++++ Passage to read ++++

[emboss-dev] EMBOSS and its FASTA like alignment output

Tue Jul 21 12:06:43 UTC 2009

Peter wrote:
> Hi,
> 
> One of the many things I talked to Peter Rice about in Sweden
> was the Pearson FASTA like output from needle and water (e.g.
> what EMBOSS calls the markx10 output format), and why it
> includes the EMBOSS header and footer lines (which start with
> a # character), which are not present in real FASTA output.
> 
> Biopython can parse the pairwise -m 10 output from Bill
> Pearson's FASTA tools, so in theory we (Biopython) should
> be able to parse the markx10 output from EMBOSS needle
> and water. We could probably cope with the extra header
> and footer, but I think it would be best if EMBOSS could
> produce something more closely matching the real FASTA
> output. Unfortunately, it appears to be more than just the
> headers which upset our parser - even ignoring them,
> EMBOSS markx10 output still looks rather different to
> (current) FASTA -m 10 output. Was the markx10 output
> mimicking a particular (old) version of the FASTA tools?

The source code documentation refers to FASTA 3.4 which may be the last
time I took a detailed look at the FASTA alignment outputs.

Can you send us some example files so we can check for the significant
differences?

We plan to install all the bio* projects so it would be helpful to have
a set of biopython parser scripts we can use to test locally. We can add
them to our routine QA tests and flag up changes as soon as they appear.

++++ Records provided ++++

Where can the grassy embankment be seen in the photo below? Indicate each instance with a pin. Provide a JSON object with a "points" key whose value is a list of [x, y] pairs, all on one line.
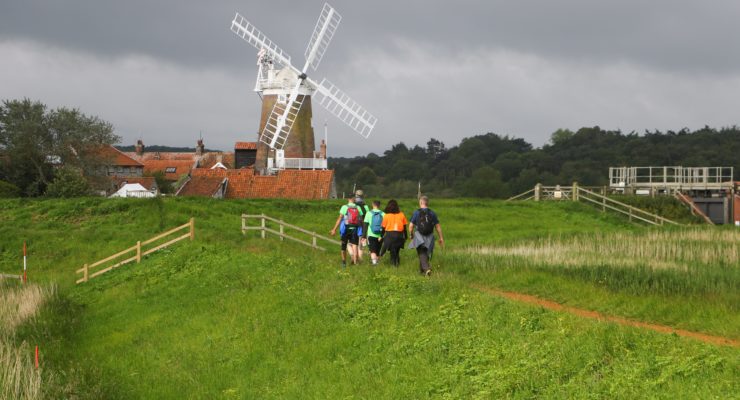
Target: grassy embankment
{"points": [[234, 318]]}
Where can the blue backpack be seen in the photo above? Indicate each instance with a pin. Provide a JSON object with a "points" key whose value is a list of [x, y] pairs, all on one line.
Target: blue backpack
{"points": [[376, 226]]}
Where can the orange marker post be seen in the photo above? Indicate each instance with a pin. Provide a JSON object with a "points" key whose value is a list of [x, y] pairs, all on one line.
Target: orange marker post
{"points": [[24, 263]]}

++++

▶ _Aim_
Continue the mailing-list message about EMBOSS alignment output from where it stops. The data above is unrelated to the mailing-list message about EMBOSS alignment output.

▶ _Written response_
> Peter R. did say it would be simple to turn off this header and
> footer output, so I thought I would try this myself. It looks like
> this is handled in file ajax/ajalign.c by function alignWriteMark,
> but I don't see a switch to disable the headers and footers.

You correctly found how to turn off the header. The footer is reported
for anything except pure sequence output.

For the next release I will add attributes to the list of alignment
formats to say whether the header and footer are needed. That will allow
us better control and reporting.

Meanwhile, we are very happy to standardise the markx* outputs to make
them easier to parse. Biopython is the first project to report problems
with this. There are alternatives - specifying -aformat and using some
other alignment format for all applications - but we like to conform and
will do our best to fir what parsers expect.

Also, of course, once we know we are being parsed we will do our best
not to let the output change.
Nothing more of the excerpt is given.